=== Exercise materials ===
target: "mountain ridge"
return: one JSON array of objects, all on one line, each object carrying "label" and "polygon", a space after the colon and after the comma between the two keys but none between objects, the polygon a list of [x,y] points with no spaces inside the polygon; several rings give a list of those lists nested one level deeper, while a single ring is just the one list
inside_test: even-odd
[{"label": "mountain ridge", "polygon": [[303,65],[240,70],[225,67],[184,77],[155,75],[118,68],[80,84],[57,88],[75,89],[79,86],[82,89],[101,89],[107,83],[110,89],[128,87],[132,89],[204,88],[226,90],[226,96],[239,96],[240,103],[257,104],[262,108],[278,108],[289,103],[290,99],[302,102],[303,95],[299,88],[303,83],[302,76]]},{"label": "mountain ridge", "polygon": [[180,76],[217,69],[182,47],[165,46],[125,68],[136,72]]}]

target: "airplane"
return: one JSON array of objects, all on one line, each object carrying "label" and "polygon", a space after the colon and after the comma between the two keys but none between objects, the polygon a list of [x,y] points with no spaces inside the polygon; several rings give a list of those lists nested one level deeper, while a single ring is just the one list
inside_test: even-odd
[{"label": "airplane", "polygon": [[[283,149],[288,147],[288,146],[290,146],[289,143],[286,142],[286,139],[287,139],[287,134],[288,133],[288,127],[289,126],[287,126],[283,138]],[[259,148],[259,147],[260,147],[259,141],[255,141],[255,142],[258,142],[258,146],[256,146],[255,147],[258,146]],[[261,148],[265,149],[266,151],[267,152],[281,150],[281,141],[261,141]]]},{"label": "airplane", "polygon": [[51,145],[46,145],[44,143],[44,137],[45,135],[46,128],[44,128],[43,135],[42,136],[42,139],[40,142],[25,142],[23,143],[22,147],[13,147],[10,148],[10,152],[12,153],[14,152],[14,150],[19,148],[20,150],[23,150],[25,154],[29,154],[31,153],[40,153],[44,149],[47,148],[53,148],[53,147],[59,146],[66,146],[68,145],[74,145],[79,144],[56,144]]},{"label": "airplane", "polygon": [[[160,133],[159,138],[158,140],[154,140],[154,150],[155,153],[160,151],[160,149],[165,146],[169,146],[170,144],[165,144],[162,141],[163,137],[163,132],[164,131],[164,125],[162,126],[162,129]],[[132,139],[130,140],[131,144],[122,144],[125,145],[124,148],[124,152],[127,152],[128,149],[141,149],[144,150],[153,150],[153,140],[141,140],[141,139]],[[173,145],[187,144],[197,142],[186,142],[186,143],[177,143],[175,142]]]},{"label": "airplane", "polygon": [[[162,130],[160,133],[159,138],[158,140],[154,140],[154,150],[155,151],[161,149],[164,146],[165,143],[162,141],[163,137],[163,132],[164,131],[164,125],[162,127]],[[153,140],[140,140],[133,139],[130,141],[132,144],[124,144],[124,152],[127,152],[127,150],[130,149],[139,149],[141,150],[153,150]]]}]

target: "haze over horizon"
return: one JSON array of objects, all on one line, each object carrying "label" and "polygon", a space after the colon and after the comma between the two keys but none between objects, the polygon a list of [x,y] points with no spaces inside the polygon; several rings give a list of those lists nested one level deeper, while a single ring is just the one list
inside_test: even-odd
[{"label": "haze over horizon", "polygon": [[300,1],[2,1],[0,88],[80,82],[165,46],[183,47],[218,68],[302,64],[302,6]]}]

=== Exercise task ===
Count the lines in the records that contain the string "target", treating uppercase and lowercase as different. Reply with only the number.

=== Final answer ===
3